**TASK TO CARRY OUT**
Copy the entries below word for word, leaving out the pictures.

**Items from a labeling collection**
◆ ◆ ◆

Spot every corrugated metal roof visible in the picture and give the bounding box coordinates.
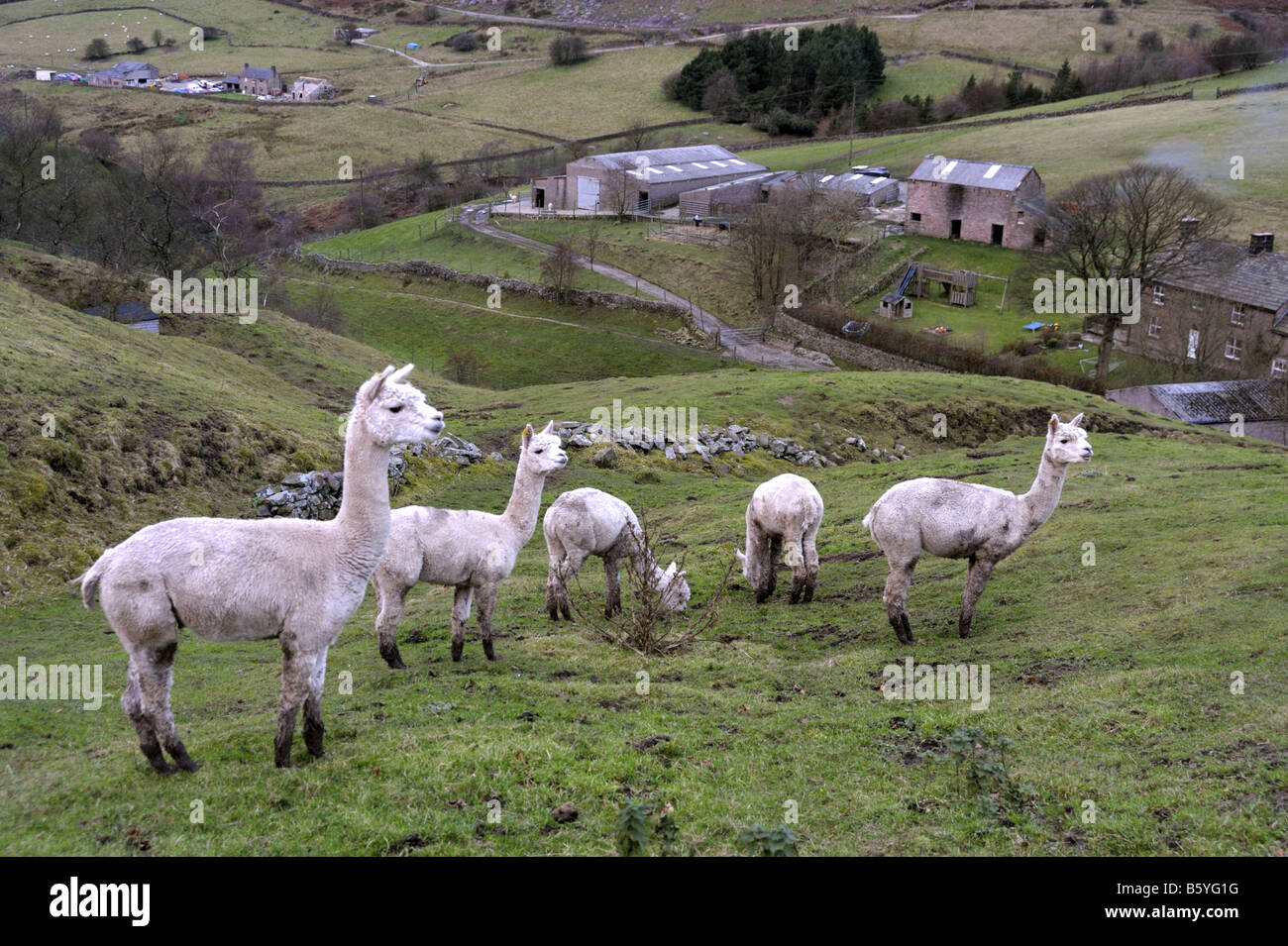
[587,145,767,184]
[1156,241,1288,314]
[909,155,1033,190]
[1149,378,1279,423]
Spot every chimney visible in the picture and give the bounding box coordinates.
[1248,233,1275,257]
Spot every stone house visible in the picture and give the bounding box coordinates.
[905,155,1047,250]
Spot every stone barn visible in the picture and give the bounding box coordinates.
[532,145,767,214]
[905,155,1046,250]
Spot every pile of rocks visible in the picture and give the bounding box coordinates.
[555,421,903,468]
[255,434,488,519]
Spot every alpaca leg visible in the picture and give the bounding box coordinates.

◆ ◆ ◆

**REPLY TO THE EXERCISE**
Spot every corrugated metal roof visible in the picture and give the bounding box coordinates.
[587,145,767,184]
[1156,241,1288,314]
[909,155,1033,190]
[1149,378,1279,423]
Spot every chimney visible in the picture and give the bounding box coordinates.
[1248,233,1275,257]
Spot every stone house visible in the picture and give the bounding box coordinates.
[905,155,1047,250]
Spot every stone barn visible in the picture and give the bounding box coordinates.
[532,145,767,214]
[905,155,1046,250]
Spot every pile of rocks visible in the picture and give the bounding box coordinates.
[555,421,903,468]
[255,434,488,519]
Spot every alpaca leg visible in the picture and give the bounding box coordinates.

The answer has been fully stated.